→ **Input**:
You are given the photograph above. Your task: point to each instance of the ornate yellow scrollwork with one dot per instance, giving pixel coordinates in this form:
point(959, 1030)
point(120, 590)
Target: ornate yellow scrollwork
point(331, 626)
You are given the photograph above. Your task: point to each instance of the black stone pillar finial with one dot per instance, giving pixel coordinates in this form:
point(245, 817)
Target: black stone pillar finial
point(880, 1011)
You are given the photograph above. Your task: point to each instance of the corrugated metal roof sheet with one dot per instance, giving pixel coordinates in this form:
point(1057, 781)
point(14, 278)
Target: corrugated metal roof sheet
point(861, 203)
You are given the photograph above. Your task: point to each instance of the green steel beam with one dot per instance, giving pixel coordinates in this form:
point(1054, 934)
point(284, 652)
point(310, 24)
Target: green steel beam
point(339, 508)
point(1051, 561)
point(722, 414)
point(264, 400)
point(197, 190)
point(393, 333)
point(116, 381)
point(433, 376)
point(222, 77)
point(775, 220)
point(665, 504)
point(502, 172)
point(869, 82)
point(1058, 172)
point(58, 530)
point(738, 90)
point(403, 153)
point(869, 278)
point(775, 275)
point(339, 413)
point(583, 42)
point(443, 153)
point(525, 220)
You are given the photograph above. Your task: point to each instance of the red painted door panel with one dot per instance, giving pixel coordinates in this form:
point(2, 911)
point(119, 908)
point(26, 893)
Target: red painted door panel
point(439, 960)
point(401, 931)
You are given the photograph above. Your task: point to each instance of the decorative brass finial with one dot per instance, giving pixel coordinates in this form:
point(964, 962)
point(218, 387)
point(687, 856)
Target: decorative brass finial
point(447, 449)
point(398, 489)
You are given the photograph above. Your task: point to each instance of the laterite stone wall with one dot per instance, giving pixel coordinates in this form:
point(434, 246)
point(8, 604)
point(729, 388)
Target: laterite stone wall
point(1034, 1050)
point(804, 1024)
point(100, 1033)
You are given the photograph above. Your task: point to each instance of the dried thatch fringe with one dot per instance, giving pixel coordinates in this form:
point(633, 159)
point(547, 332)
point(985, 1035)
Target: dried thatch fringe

→ **Work to do**:
Reproduce, word for word, only the lines from the one that contains "the red painted" through the final line.

→ **Response to the exercise**:
You are given the photograph above. Your task: point to each instance of the red painted door panel with one dot per instance, giving pixel coordinates in this form:
point(2, 911)
point(119, 908)
point(26, 893)
Target: red painted door panel
point(439, 960)
point(401, 931)
You are given the photograph above. Your task: point to each instance of the decorative brass finial with one dot per instance, giving pixel coordinates in this form:
point(964, 962)
point(218, 387)
point(687, 856)
Target: decorative brass finial
point(447, 449)
point(398, 489)
You are given the photograph above. Your task: point to each instance of the laterite stone wall with one dot per instance, giving pixel coordinates in this form:
point(434, 246)
point(8, 604)
point(729, 388)
Target: laterite stone wall
point(1034, 1050)
point(804, 1024)
point(100, 1033)
You are given the photograph above. Your task: point to each instance of the dried thatch fringe with one dot per instance, giving pixel coordinates in this form:
point(633, 159)
point(547, 332)
point(985, 1035)
Target: dried thatch fringe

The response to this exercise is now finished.